WRITTEN TASK
Set out the records below as a numbered list, omitting blank lines and leaving the pictures out of your answer.

Records from a dataset:
-.-.-

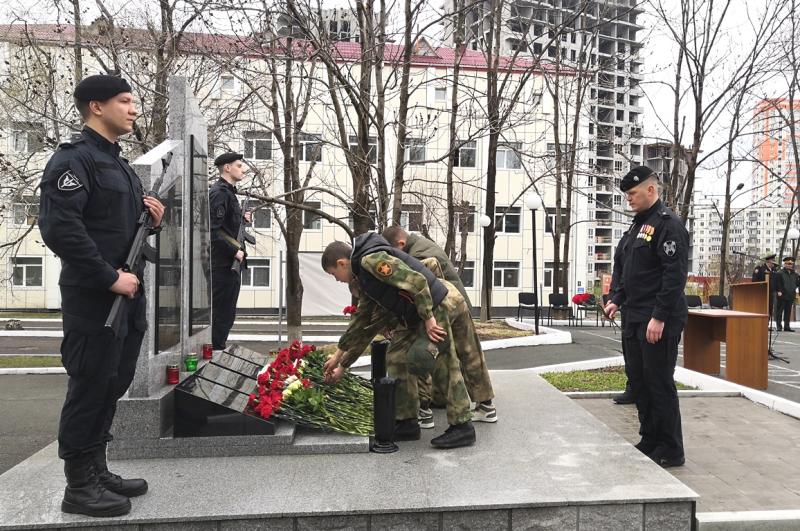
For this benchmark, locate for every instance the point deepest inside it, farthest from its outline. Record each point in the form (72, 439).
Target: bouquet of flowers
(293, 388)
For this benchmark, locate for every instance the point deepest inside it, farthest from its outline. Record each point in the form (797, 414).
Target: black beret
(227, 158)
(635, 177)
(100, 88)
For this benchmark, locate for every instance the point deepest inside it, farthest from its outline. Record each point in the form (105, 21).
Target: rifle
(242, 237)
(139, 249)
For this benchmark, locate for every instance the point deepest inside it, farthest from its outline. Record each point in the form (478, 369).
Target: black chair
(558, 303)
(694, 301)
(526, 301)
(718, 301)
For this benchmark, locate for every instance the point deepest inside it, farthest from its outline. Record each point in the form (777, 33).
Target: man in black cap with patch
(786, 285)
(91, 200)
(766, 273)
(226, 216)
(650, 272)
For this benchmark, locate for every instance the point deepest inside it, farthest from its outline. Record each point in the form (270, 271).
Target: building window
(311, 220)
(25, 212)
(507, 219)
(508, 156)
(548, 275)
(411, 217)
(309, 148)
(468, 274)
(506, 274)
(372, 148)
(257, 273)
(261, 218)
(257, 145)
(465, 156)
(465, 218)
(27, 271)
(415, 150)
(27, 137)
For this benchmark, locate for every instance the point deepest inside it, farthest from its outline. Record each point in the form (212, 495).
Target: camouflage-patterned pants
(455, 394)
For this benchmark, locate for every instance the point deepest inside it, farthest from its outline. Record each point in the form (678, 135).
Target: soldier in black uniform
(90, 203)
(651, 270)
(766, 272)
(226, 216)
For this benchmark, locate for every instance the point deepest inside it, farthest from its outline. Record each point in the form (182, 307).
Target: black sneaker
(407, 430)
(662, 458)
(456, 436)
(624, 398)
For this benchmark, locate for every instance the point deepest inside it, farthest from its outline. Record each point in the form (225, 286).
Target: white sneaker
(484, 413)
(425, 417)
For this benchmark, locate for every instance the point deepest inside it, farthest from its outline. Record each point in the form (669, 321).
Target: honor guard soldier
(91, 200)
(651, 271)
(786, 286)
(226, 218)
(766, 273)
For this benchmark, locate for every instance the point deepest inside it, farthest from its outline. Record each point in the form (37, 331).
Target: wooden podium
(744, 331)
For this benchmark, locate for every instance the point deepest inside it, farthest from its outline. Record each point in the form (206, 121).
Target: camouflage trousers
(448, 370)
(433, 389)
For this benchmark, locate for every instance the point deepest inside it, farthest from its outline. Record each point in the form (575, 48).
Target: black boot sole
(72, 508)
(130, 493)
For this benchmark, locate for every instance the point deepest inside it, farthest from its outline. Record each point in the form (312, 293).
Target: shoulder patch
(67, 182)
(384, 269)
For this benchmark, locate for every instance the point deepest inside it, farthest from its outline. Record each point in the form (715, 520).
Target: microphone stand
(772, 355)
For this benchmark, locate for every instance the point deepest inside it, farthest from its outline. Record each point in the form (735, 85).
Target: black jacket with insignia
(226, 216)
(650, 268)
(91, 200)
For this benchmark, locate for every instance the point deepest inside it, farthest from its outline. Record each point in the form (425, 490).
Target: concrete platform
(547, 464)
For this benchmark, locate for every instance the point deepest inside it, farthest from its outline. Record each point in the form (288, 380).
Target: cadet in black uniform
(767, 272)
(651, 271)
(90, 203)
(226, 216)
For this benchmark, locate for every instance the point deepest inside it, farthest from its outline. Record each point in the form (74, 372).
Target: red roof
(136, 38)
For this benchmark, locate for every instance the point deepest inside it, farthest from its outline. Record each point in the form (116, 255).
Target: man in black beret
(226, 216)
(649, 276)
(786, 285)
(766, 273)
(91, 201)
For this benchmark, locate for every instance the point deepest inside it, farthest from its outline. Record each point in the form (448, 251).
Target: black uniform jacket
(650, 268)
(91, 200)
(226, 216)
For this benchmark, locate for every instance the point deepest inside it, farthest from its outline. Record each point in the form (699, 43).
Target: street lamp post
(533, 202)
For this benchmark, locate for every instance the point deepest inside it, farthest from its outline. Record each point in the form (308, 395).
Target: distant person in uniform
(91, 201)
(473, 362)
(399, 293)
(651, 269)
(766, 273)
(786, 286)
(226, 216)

-.-.-

EXERCISE OUTPUT
1. For this benchmark, locate for every instance the point deepest inside it, farthest from its outline. Record each point in the form (72, 439).
2. Target: bouquet of flowers
3. (293, 388)
4. For this benchmark, locate for every instance the point deepest inside it, farthest from its outline. Record each point in the form (797, 414).
5. Target: black beret
6. (227, 158)
7. (635, 177)
8. (100, 88)
9. For this benchmark, locate for every instance the point deepest inside it, farthest from its outline. Record each point in the form (105, 21).
10. Target: rifle
11. (242, 237)
12. (139, 249)
13. For this benchmark, locate for every instance the point deepest inside it, farthest from its outline. Record each point in the form (478, 369).
14. Target: black chair
15. (558, 303)
16. (694, 301)
17. (526, 301)
18. (718, 301)
19. For this benchmark, locate for every instance the point deepest inside it, farthest from its outline. Record each point in the form (777, 33).
20. Target: man in black cap with patch
21. (786, 285)
22. (91, 200)
23. (766, 273)
24. (226, 216)
25. (650, 272)
26. For this benchmark, locate for every instance the point deepest inside it, farthest from its outline. Record each point in the form (270, 271).
27. Target: building window
28. (311, 220)
29. (25, 212)
30. (507, 219)
31. (508, 156)
32. (548, 275)
33. (411, 217)
34. (309, 148)
35. (468, 274)
36. (506, 274)
37. (372, 148)
38. (257, 273)
39. (261, 218)
40. (257, 145)
41. (465, 156)
42. (465, 218)
43. (27, 271)
44. (415, 150)
45. (27, 137)
46. For this benchmark, locate for every instance the point deepest inside it, farthest from its outline. Record each point in the form (212, 495).
47. Target: camouflage-patterned pants
48. (455, 394)
49. For this benchmark, locate for every instance the point deepest inside it, farthest from its outline. Record each point in the form (678, 135).
50. Target: soldier in black uniform
51. (90, 203)
52. (651, 270)
53. (766, 272)
54. (226, 216)
55. For this benchmark, locate for every instance the point deepest inside it, farthest from its outline. Record each point in the form (182, 307).
56. Target: black sneaker
57. (407, 430)
58. (662, 458)
59. (456, 436)
60. (624, 398)
61. For this benchmark, locate for every instance the point deepest inside it, farthest from its outline. Record each point in the form (225, 286).
62. Target: white sneaker
63. (484, 413)
64. (425, 417)
65. For this benchmark, locate for every instance the point deepest inside it, farthest from its outline. Record each point in the form (669, 321).
66. Target: honor guard soldier
67. (91, 200)
68. (651, 271)
69. (786, 286)
70. (226, 218)
71. (766, 273)
72. For this benchmark, locate for every instance the point deepest inside it, farthest from its outline. Record each point in the form (37, 331).
73. Target: wooden podium
74. (744, 331)
75. For this benchmark, locate for every instance the point deepest inside it, farthest from its outline. Record each point in the form (206, 121).
76. Target: camouflage trousers
77. (448, 370)
78. (433, 389)
79. For this benchmark, locate for every instance the point deepest inside it, farthest from its outline. Record each point in the form (575, 48).
80. Target: black boot sole
81. (72, 508)
82. (130, 493)
83. For this benchmark, locate for every instance the point deepest inside it, farthest from its outline. Record each point in the form (312, 293).
84. Target: shoulder patch
85. (67, 182)
86. (384, 269)
87. For this benchmark, locate for every instance the point deepest inside it, farthest from its outline. Record each point in the form (715, 520).
88. Target: microphone stand
89. (772, 355)
90. For this benchmark, locate for every instance the point deepest inside it, farthest from its outline. Record each point in the form (735, 85).
91. Target: black jacket with insignia
92. (226, 216)
93. (650, 268)
94. (91, 200)
95. For this benchmark, locate for every instance the point deepest inside it, farthest from its outline. Record each point in the form (425, 490).
96. Target: concrete platform
97. (547, 464)
98. For this benchmark, locate for every instance the point deepest inside it, farthest from its outline. Record each point in the form (288, 380).
99. Target: cadet in black uniform
100. (767, 272)
101. (651, 271)
102. (90, 203)
103. (226, 216)
104. For this benchmark, locate for every instance the point deepest inside it, farthest from its outline. Record each point in the form (74, 372).
105. Target: red roof
106. (136, 38)
107. For this benchmark, locate for every instance the point deepest inside it, farthest from its outline. Record each point in the form (116, 255).
108. Target: man in black beret
109. (226, 216)
110. (649, 276)
111. (786, 285)
112. (766, 273)
113. (91, 201)
114. For this benchmark, locate for every instance the point deepest inside it, farthest from its outline. Record each point in the form (448, 251).
115. Target: black uniform jacket
116. (650, 268)
117. (91, 200)
118. (226, 216)
119. For this benchmark, locate for every instance the point deepest inside it, farthest from its outline. Record each point in the form (699, 43).
120. Target: street lamp post
121. (533, 202)
122. For this benchmark, locate for every instance the point deepest inside it, farthest from its outline. Record each point in the form (308, 395).
123. Target: distant person in uniform
124. (91, 201)
125. (473, 362)
126. (399, 293)
127. (651, 269)
128. (766, 273)
129. (786, 286)
130. (226, 216)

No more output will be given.